- WORK ORDER: The records sit below this line. Repeat all of them exactly.

** Opening SUPPLIED MATERIAL block **

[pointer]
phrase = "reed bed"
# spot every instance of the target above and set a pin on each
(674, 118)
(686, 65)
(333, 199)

** Closing SUPPLIED MATERIAL block **

- SOLUTION TO THIS PROBLEM:
[pointer]
phrase = "reed bed"
# spot every instance of the target above and set a pin on each
(674, 118)
(686, 65)
(333, 199)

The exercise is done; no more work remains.